■ **Source**:
--- START ---
A ligand that donates an odd number of electrons to a metal is formally a radical and it is stabilized by bonding to the metal. A ligand that donates an even number of electrons to a metal is generally a neutral molecule and it is stable even if it is not bonded to the metal. Carbene or carbyne ligands are exceptions to this rule. The chemical formula of an organometallic compound is expressed in many cases without using the square brackets [ ] usual for such a complex, and we shall follow this convention in this book.
Table $5$ Hapticity and number of donating electrons of hydrocarbon ligands
Name Hapticity Number of electrons Example
Alkyl $\eta^{1}$ 1 W(CH3)6
Alkylidene $\eta^{1}$ 2 Cr(CO)5{C(OCH3)C6H5}
Alkene $\eta^{2}$ 2 K[PtCl3(C2H4)]
$\pi$-allyl $\eta^{3}$ 3 Ni($\eta^{3}$-C3H5)2
Diene $\eta^{4}$ 4 Fe(CO)3($\eta^{4}$-C4H6)
Cyclopentadienyl $\eta^{5}$ 5 Fe($\eta^{5}$-C5H5)2
Arene $\eta^{6}$ 6 Cr($\eta^{6}$-C6H6)2
Tropylium $\eta^{7}$ 7 V(CO)3($\eta^{8}$ -C7H7)
Cyclooctatetraene $\eta^{8}$ 8 U($\eta^{8}$ -C8H8)2
Exercise $4$
Describe the difference between cyclopentadiene and cyclopentadienyl ligands.
Answer
The chemical formula of cyclopentadiene is C5H6 and it is bonded to a metal as a $\eta^{2}$ or $\eta^{4}$ ligand. The chemical formula of cyclopentadienyl is C5H5 and it is bonded to a metal as a $\eta^{1}$, $\eta^{3}$, or $\eta^{5}$ ligand.
Alkyl ligands
Alkyl or aryl transition metal compounds have M-C single bonds. In spite of many attempts over most of the course of chemical history, their isolation was unsuccessful and it was long considered that all M-C bonds were essentially unstable. Stable alkyl complexes began to be prepared gradually only from the 1950s. Cp2ZrCl(Pr),WMe6, CpFeMe(CO)2, CoMe(py)(dmg)2, (dmg = dimethylglyoximato), IrCl(X)(Et)(CO)(PPh3)2, NiEt2(bipy), PtCl(Et)(PEt3)2 are some representative compounds. Among various synthetic processes so far developed, the reactions of compounds containing M-halogen bonds with main-group metal-alkyl compounds, such as a Grignard reagent or an organolithium compound, are common synthetic routes. Especially vitamin B12, of which D. Hodgkin (1964 Nobel Prize) determined the structure, is known to have a very stable Co-C bond. Metal alkyl compounds which have only alkyl ligand, such as WMe6, are called homoleptic alkyls.
It is gradually accepted that a major cause of the instability of alkyl complexes is the low activation energy of their decomposition rather than a low M-C bond energy. The most general decomposition path is $\beta$ elimination. Namely, the bonding interaction of a hydrocarbon ligand with the central transition metal tends to result in the formation of a metal hydride and an olefin. Such an interaction is called an agostic interaction. Although an alkyl and an aryl ligand are 1-electron ligands, they are regarded as anions when the oxidation number of the metal is counted. The hydride ligand, H, resembles the alkyl ligand in this aspect.
--- END ---
■ **Problems and tasks**:
[A] Extract the stretch of the passage on organometallic ligands from "A ligand that donates an odd" through "in this book.".
[B] Write what comes next in the passage on organometallic ligands, picking up after its final sentence.
The lines that follow come from a separate source.

■ **Recorded data**:
--- START ---
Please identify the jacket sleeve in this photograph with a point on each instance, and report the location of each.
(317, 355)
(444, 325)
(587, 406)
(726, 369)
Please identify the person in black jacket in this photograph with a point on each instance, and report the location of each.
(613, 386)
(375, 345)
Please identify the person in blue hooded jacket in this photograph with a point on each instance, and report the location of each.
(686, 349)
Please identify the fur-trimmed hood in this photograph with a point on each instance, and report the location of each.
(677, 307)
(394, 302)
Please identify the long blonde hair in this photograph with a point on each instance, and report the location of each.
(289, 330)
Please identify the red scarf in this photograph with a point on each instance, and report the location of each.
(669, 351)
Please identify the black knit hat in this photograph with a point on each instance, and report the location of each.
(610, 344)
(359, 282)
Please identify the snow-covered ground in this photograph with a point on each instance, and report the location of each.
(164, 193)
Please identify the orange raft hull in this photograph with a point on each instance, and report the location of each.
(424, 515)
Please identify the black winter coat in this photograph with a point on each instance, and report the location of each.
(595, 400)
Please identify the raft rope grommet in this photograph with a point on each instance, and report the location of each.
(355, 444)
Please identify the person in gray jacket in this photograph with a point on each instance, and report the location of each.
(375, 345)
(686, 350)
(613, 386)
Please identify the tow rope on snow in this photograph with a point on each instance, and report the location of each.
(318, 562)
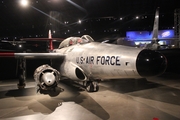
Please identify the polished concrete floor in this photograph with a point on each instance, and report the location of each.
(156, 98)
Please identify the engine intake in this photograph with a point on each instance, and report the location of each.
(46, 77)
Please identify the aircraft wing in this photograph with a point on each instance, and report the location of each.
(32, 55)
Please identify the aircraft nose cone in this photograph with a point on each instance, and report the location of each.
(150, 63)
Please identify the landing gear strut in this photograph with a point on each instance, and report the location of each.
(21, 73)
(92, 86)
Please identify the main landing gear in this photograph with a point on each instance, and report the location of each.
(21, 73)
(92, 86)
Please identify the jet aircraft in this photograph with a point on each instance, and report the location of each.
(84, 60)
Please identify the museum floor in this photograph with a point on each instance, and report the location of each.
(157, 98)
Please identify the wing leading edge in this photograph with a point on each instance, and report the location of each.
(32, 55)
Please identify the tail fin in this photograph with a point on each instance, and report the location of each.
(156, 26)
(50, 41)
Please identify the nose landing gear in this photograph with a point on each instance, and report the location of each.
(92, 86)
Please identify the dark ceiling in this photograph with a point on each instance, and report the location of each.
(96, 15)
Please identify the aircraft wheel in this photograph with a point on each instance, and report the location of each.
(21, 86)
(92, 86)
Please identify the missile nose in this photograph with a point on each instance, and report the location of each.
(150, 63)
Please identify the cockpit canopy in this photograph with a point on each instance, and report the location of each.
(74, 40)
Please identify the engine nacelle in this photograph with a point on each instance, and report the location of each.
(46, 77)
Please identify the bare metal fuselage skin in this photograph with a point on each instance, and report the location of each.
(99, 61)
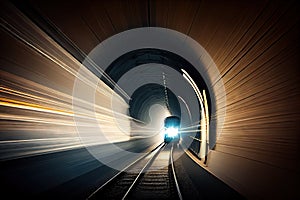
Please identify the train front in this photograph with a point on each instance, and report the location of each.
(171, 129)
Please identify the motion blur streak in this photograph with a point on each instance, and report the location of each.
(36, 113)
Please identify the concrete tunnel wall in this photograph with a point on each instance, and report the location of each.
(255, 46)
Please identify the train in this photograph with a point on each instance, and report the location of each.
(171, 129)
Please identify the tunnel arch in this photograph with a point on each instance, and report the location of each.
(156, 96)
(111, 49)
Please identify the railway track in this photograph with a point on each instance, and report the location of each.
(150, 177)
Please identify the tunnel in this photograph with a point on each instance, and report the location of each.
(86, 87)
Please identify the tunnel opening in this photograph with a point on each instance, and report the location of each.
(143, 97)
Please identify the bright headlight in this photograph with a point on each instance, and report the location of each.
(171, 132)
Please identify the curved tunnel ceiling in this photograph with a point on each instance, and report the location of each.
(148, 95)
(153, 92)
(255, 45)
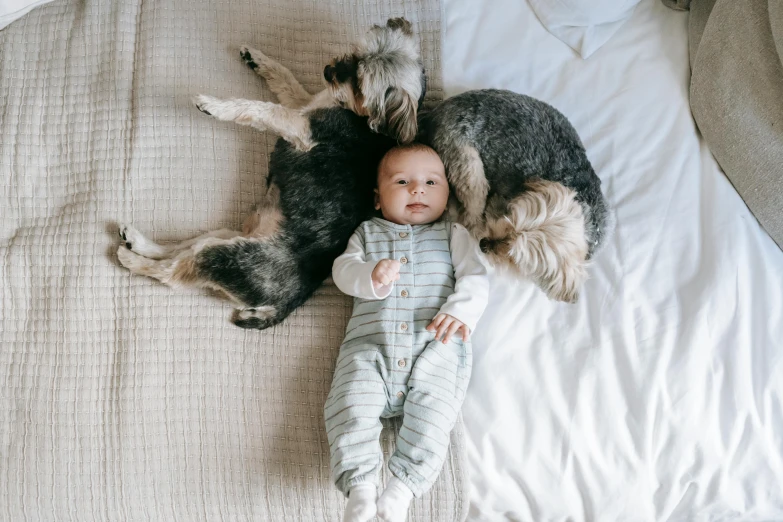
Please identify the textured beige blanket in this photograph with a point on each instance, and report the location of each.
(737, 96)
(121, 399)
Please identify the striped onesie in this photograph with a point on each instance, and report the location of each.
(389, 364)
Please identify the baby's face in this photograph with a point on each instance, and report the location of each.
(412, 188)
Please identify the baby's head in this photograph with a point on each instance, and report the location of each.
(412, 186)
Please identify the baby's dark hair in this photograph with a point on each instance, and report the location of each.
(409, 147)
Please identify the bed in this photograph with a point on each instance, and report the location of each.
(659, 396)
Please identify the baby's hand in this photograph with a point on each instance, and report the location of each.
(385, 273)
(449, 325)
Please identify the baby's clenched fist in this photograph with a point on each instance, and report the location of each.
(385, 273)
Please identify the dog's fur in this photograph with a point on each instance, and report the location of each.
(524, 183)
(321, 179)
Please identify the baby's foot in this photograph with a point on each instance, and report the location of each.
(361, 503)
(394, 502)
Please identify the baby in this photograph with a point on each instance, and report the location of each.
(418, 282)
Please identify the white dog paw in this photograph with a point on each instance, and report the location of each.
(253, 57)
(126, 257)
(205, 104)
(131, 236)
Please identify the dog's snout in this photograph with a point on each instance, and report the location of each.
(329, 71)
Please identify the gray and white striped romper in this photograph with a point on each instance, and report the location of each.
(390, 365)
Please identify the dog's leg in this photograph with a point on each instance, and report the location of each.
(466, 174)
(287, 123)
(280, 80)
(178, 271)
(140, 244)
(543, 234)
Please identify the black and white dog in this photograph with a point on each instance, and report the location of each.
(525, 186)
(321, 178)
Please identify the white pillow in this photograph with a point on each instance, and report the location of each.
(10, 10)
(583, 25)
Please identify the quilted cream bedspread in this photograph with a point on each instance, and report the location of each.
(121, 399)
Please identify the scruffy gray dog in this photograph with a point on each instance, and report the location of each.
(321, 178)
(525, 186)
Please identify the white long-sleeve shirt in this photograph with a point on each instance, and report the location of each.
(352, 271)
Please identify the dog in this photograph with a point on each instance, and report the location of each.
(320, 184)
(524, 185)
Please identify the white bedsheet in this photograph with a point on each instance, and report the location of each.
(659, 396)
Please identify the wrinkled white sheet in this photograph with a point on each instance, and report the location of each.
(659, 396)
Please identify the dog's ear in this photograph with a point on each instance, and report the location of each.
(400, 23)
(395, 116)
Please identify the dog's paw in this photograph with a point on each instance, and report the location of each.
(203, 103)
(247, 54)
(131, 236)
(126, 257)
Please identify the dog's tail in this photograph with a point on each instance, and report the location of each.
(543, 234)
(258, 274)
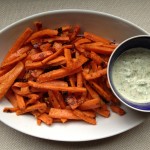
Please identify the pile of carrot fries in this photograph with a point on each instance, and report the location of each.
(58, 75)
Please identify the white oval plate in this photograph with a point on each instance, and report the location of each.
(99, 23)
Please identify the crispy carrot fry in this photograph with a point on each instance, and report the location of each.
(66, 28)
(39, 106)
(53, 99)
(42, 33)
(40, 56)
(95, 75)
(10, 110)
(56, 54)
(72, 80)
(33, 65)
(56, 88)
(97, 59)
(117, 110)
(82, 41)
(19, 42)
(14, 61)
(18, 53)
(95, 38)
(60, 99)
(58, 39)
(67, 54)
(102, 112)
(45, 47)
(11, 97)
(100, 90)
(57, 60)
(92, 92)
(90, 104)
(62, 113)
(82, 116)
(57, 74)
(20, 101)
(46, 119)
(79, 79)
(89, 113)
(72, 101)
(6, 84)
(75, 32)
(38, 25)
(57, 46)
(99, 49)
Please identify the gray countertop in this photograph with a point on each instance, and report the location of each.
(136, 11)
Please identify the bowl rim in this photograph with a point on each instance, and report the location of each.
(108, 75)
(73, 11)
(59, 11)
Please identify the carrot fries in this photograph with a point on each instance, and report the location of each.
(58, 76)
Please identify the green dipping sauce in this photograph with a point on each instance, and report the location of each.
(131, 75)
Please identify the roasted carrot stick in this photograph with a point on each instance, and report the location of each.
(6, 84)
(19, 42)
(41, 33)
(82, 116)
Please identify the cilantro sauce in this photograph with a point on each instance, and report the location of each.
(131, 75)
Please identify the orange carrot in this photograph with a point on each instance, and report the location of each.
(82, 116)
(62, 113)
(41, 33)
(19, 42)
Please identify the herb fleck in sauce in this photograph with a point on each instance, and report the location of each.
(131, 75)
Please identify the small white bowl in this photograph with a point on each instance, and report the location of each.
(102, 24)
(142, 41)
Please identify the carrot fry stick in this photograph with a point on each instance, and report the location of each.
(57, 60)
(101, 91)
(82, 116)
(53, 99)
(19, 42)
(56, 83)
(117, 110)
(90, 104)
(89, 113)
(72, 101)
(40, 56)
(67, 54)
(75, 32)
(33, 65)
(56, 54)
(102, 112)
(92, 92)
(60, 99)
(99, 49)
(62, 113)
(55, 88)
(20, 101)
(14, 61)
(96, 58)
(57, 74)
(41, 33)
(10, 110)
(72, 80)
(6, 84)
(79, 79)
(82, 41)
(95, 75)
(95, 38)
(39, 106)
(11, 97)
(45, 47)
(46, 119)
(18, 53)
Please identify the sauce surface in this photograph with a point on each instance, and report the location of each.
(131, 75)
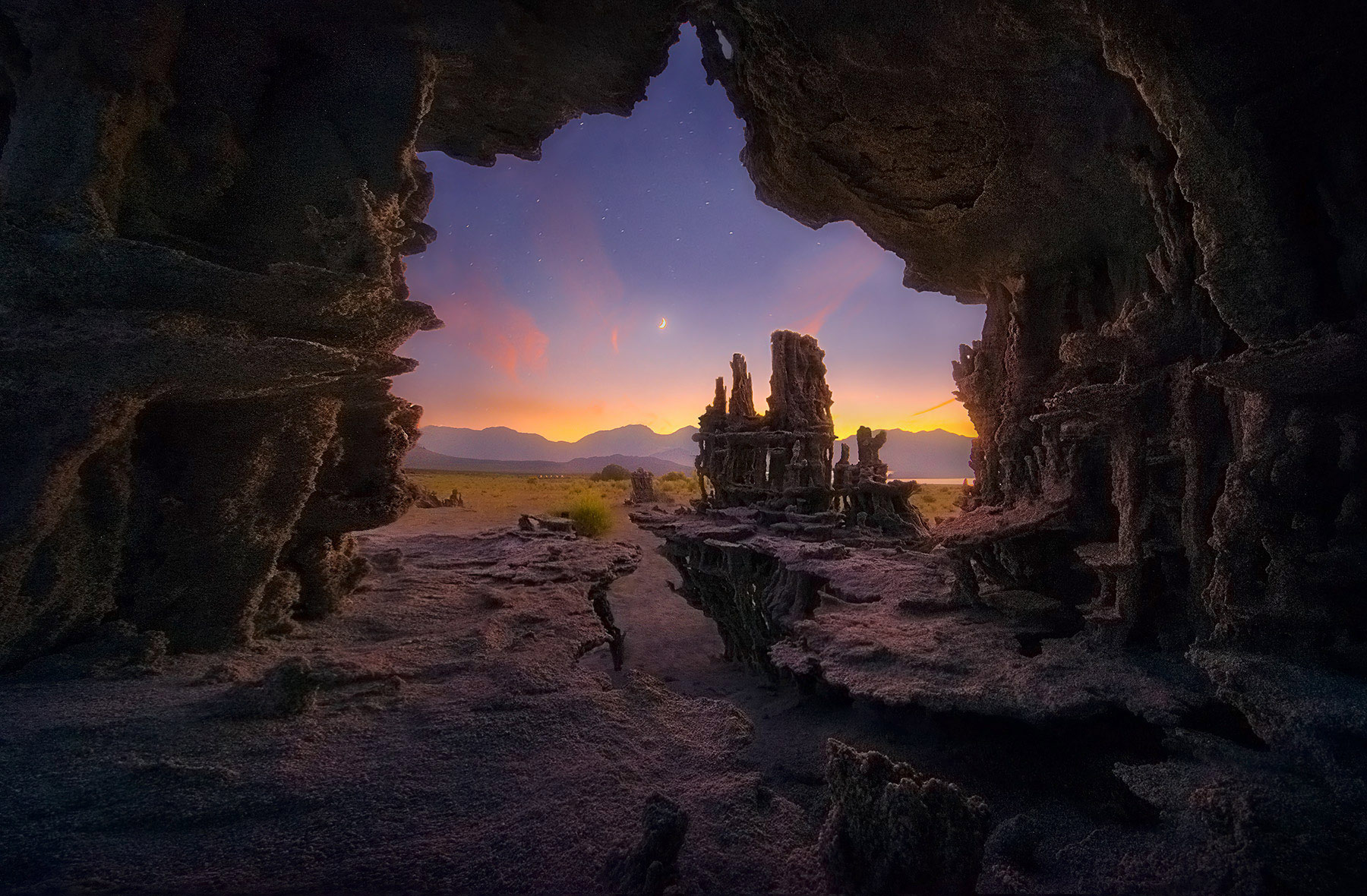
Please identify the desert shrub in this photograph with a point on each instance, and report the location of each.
--- END ---
■ **Exercise responses**:
[A]
A ligand that donates an odd number of electrons to a metal is formally a radical and it is stabilized by bonding to the metal. A ligand that donates an even number of electrons to a metal is generally a neutral molecule and it is stable even if it is not bonded to the metal. Carbene or carbyne ligands are exceptions to this rule. The chemical formula of an organometallic compound is expressed in many cases without using the square brackets [ ] usual for such a complex, and we shall follow this convention in this book.

[B]
$\pi$ allyl complexes
If an allyl group, CH2=CH-CH2-, is bonded to a metal via a carbon atom, it is a 1-electron ligand like an alkyl group. If the double bond delocalizes, three carbon atoms bond to the metal simultaneously as a 3-electron ligand. This is also an odd electron and formally anionic ligand and is stabilized by being coordinated to the metal.
Pd(C3H5)(Ac)(PPh3), Co(C3H5)3, etc are well-known examples. Since $\eta^{1}$, $\eta^{2}$, and $\eta^{3}$ coordination modes are possible in the catalytic reactions of unsaturated hydrocarbons, various reactions occur.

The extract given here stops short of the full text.